Nevenka Dimitrova 1 and Robert Turetsky 1 ’ 2
(1) Philips Research, Briarcliff Manor, NY, USA
(2) Columbia University, New York, NY, USA

Definition: High-level semantic information, which is otherwise very difficult to derive from the audiovisual content, can be extracted automatically using both audiovisual signal processing as well as screenplay processing and analysis.


Multimedia content analysis of video data so far has relied mostly on the information contained in the raw visual, audio and text signals. In this process the fact that the film production starts with the original screenplay is usually ignored. However, using screenplay information i like using the recipe book for the movie. We demonstrated that high-level semantic information that is otherwise very difficult to derive from the audiovisual content can be extracted automatically using both audiovisual signal processing as well as screenplay processing and analysis.

Here we present the use of screenplay as a source of ground truth for automatic speaker/character identification. Our speaker identification method consists of screenplay parsing, extraction of time-stamped transcript, alignment of the screenplay with the time- stamped transcript, audio segmentation and audio speaker identification. As the screenplay alignment will not be able to identify all dialogue sections within any film, we use the segments found by alignment as labels to train a statistical model in order to identify unaligned pieces of dialogue. Character names from the screenplay are converted to actor names based on fields extracted from. We find that on average the screenplay alignment was able to properly identify the speaker in one third of lines of dialogue. However, with additional automatic statistical labeling for audio speaker ID on the soundtrack our recognition rate improves significantly.

*Entries provided*:
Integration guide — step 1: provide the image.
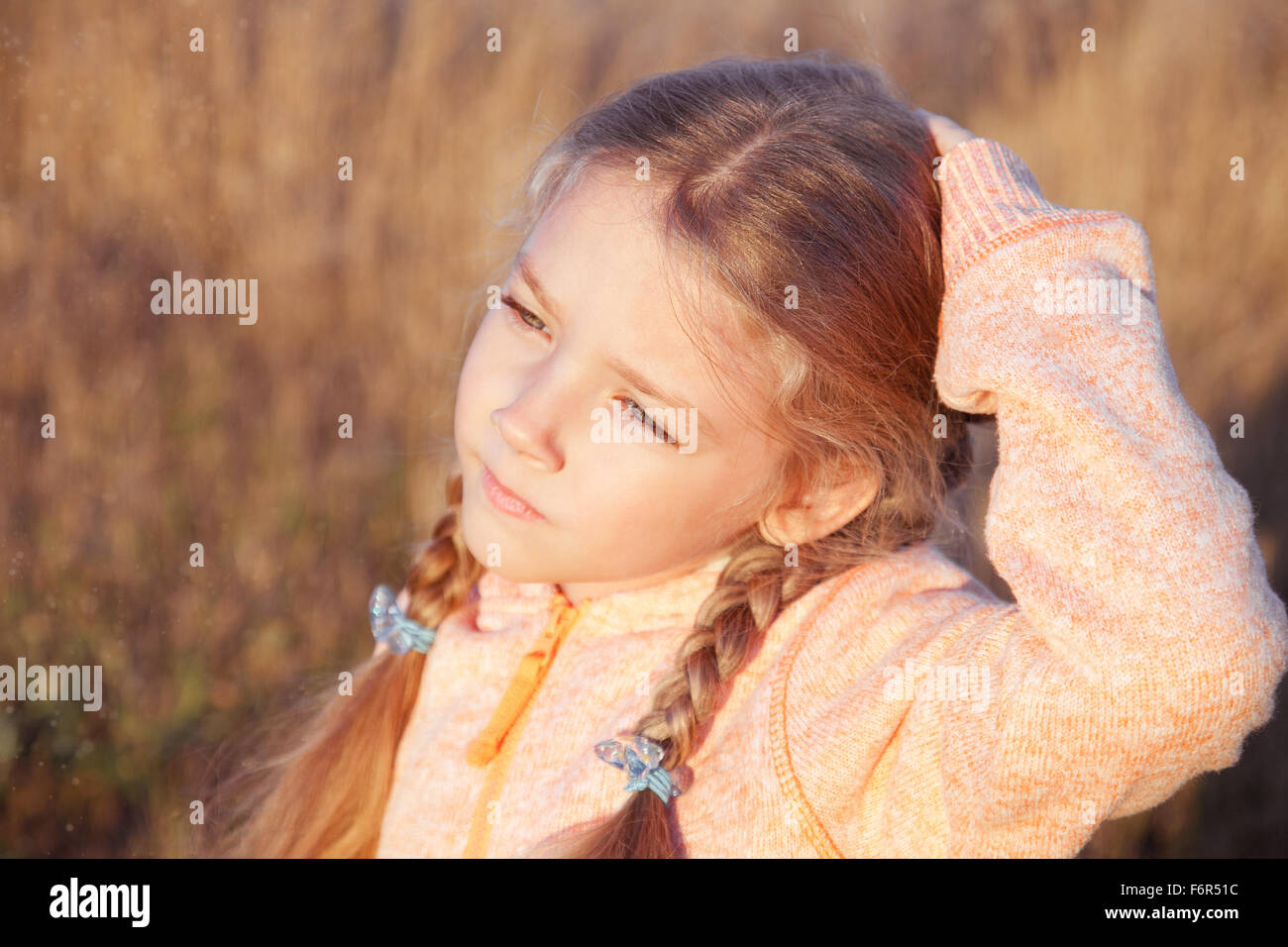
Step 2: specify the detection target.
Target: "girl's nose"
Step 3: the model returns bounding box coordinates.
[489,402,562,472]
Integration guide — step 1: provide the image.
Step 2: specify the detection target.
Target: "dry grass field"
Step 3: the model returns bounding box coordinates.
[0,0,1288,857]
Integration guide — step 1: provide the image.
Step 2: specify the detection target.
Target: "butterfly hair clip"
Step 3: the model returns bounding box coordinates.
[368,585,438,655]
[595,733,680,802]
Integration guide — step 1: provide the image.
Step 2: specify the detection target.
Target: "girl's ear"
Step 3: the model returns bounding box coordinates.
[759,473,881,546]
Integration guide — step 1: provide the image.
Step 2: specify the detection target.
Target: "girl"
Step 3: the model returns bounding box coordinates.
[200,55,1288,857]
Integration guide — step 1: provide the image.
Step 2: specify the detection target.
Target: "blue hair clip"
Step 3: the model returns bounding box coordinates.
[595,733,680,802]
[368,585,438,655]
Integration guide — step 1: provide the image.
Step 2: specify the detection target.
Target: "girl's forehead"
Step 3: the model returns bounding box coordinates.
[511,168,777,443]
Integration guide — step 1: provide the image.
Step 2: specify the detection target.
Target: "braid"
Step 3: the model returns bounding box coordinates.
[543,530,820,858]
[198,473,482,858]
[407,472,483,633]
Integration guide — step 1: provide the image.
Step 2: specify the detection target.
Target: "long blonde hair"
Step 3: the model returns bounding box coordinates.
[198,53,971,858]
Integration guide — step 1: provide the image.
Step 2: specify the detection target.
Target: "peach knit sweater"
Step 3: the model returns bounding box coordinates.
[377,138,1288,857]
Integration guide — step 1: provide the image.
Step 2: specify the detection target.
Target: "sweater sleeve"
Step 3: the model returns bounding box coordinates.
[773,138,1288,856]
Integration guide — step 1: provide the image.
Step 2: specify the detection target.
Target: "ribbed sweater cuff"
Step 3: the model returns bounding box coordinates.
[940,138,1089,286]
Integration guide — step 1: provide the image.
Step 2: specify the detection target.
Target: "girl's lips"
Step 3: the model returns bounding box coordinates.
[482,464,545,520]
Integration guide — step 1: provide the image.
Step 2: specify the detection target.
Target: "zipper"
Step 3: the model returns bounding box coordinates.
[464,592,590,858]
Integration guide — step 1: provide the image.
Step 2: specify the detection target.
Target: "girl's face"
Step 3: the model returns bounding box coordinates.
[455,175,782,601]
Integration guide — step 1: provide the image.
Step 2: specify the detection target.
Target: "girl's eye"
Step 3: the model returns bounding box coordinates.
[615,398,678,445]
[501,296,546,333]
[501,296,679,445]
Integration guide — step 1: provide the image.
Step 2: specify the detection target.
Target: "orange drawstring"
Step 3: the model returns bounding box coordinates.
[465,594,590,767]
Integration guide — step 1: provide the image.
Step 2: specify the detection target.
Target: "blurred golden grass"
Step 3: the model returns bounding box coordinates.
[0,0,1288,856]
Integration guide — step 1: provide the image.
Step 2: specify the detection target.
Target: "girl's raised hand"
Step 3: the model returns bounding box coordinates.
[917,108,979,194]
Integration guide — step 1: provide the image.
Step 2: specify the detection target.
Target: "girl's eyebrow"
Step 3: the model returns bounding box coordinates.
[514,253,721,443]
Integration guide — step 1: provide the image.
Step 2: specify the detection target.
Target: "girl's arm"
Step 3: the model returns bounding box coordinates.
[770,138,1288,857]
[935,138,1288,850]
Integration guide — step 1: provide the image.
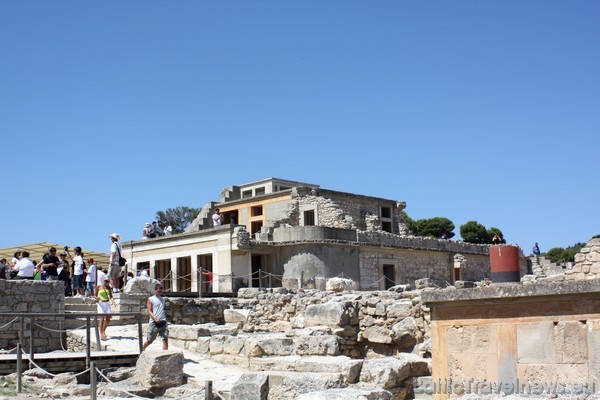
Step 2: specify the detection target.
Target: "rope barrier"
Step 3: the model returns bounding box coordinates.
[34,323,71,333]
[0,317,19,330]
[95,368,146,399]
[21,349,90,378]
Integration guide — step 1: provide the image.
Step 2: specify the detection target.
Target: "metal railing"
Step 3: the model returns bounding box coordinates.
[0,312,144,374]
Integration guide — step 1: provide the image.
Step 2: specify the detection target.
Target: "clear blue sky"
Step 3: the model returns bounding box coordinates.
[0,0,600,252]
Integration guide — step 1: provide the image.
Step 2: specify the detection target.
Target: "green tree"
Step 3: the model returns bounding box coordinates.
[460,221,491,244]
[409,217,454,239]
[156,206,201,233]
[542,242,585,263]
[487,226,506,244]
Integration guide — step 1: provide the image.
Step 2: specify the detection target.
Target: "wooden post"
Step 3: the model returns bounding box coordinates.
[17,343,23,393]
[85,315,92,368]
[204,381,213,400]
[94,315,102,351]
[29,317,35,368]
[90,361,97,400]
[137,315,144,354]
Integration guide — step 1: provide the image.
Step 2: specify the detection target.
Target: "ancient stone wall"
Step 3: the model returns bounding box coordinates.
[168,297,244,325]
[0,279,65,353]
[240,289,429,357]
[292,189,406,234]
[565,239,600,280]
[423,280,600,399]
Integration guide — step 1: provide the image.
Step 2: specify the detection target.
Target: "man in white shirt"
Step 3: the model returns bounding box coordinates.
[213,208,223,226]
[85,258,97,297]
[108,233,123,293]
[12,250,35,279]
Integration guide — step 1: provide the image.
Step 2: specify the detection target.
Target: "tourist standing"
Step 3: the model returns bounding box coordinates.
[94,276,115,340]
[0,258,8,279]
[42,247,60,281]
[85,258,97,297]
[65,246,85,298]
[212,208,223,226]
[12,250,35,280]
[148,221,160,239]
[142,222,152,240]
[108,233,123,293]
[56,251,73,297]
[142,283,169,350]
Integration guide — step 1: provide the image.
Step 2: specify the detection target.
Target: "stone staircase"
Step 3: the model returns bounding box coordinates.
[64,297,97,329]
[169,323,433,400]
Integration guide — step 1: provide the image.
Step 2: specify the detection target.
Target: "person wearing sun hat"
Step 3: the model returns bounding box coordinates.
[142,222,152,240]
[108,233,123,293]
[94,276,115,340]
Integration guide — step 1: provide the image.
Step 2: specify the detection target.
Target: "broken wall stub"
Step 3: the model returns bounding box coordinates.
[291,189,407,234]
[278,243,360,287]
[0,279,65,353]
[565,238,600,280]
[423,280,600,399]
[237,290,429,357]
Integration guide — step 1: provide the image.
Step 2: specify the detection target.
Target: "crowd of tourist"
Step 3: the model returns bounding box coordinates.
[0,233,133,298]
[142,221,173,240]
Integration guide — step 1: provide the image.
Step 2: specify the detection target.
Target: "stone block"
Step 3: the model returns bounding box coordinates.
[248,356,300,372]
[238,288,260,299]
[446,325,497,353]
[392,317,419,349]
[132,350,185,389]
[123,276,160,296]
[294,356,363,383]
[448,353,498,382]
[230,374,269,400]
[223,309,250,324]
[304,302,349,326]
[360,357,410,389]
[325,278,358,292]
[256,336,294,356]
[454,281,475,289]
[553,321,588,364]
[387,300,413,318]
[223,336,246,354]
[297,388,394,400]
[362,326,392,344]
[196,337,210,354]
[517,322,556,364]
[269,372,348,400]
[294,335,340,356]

*Tasks for this exercise*:
1. Answer these from the passage on screenplay analysis:
(a) Which organization and location are listed for affiliation (1)?
(b) What are the segments found by alignment used to train, and for what purpose?
(c) On average, for what share of lines of dialogue did screenplay alignment properly identify the speaker?
2. List every step that the passage on screenplay analysis gives as part of its speaker identification method.
3. Keep writing the passage on screenplay analysis, starting right after its last sentence.

*Expected answers*:
1.
(a) Philips Research, Briarcliff Manor, NY, USA.
(b) A statistical model, used to identify unaligned pieces of dialogue.
(c) One third.

2.
- Screenplay parsing
- Extraction of time-stamped transcript
- Alignment of the screenplay with the time-stamped transcript
- Audio segmentation
- Audio speaker identification

3.
Current practice in film production relies on screenplay as the crucial element for the overall process. The screenplay provides a unified vision of the story, setting, dialogue and action of a film – and gives the filmmakers, actors and crew a starting point for bringing their creative vision to life. For researchers involved in content-based analysis of movies, the screenplay is a currently unexploited resource for obtaining a textual description of important semantic objects within a film coming straight from the filmmakers. Hundreds of copies of a screenplay are produced for any film production of scale. The screenplay can be reproduced for hobbyist or academic use, and thousands of screenplays are available online.

The difficulty in using the screenplay as a shortcut to content-based analysis is threefold: First, the screenplay follows only a semi-regular formatting standard, and thus needs robust parsing to be a reliable source of data. Second, there is no inherent correlation between text in the screenplay and a time period in the film. Third, lines of dialogue or entire scenes in the movie can be added, deleted, modified or shuffled. We address these difficulties by parsing the screenplay and then aligning it with the time-stamped subtitles of the film. Statistical models can then be generated based on properly aligned segments in order to estimate segments that could not be aligned.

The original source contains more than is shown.